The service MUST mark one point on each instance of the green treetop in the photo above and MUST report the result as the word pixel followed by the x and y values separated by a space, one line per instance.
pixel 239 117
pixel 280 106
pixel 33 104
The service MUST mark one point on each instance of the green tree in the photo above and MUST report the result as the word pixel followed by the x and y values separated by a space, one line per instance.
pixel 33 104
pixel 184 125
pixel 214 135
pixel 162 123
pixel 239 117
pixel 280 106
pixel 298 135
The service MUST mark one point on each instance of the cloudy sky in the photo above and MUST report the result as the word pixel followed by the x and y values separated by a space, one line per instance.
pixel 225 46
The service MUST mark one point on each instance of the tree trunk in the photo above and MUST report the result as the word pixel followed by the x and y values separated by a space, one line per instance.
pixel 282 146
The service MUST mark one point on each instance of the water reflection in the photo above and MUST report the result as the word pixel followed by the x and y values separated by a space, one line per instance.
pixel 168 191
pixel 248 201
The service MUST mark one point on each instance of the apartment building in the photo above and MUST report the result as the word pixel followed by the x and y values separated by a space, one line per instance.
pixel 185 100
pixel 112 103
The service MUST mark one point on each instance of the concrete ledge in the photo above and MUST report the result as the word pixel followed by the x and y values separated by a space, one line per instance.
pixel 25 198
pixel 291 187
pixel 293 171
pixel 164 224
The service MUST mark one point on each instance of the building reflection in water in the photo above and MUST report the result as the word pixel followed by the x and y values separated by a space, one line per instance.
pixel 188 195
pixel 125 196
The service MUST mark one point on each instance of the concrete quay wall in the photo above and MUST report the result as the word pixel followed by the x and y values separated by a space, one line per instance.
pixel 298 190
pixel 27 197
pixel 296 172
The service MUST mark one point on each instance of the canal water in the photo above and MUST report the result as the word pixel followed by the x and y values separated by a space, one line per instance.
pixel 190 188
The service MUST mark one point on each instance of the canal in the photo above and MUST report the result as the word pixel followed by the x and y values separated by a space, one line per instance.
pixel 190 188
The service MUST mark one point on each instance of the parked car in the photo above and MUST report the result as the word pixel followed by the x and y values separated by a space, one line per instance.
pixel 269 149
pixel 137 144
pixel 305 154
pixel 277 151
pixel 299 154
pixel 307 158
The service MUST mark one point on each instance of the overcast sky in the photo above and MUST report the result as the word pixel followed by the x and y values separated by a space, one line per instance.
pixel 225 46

WRITTEN REQUEST — Please edit the records above so that every "service" reads "annotator", leaving everything else unchanged.

THE ANSWER —
The annotator MUST mark one point on each instance of the green treetop in the photo above and MUST report the result as the word pixel followed by the x and y values separated by a space, one line per instance.
pixel 239 117
pixel 280 106
pixel 33 104
The annotator MUST mark one point on each instance of the green tree in the photo above and MUST report the result as the word pixel followed by the x and y values separated by a space, one line per instance.
pixel 33 104
pixel 184 125
pixel 214 135
pixel 162 123
pixel 239 117
pixel 280 106
pixel 298 135
The annotator MUST mark one point on each instance of the cloudy sky in the photo above and MUST report the result as the word pixel followed by the x and y values separated by a space, one line per instance.
pixel 225 46
The annotator MUST mark one point on each instance of the tree trunk in the photo above and MUST report the result as the word pixel followed by the x and y values separated by a space, one line per instance.
pixel 282 146
The annotator MUST mark one point on each instance of the water reflection in the photo above and MUST report the result as the word pixel followed by the x and y values separated by a space, one line per instance.
pixel 168 191
pixel 248 201
The annotator MUST mark one point on each instance of the apartment building in the photo above and MUST report the result as the word pixel followed by the x and y values separated by a space, one line per instance.
pixel 185 100
pixel 112 103
The annotator MUST mark one point on each instance of the concrete ledge in the photo above and MUST report the result as the word pixel followed by the x and y values separated by a space, one line per instance.
pixel 25 198
pixel 291 187
pixel 293 171
pixel 164 224
The annotator MUST mark one point on each instance of the building reflection in water in the photo above and MUST report the result as the word pixel followed by the x and y values separated by a space, one line per instance.
pixel 188 195
pixel 125 196
The annotator MUST mark one point on each instance of the concrete quay wall in the photo above and MUST report the result as the word pixel followed by the x and y values separated by a space, one line per instance.
pixel 298 190
pixel 27 197
pixel 296 172
The annotator MUST mark one point on each instance of the canal water in the photo above and MUST report the result as the word pixel followed by the x and y values separated by a space, one line per instance.
pixel 190 188
The annotator MUST mark one point on each instance of the canal in the photo above and MUST report the result as the word pixel followed by the x and y values separated by a space, one line per instance.
pixel 190 188
The annotator MUST mark one point on each instance of the parked car in the photo above and MUST report the result as the word pixel followed by the x and y values separated by a space, one line per instance.
pixel 269 149
pixel 137 144
pixel 305 154
pixel 277 151
pixel 299 154
pixel 307 158
The annotator MUST mark one point on each instance of the overcast sky in the photo above and MUST report the result as the word pixel followed by the x and y values separated by a space, one line per instance.
pixel 225 46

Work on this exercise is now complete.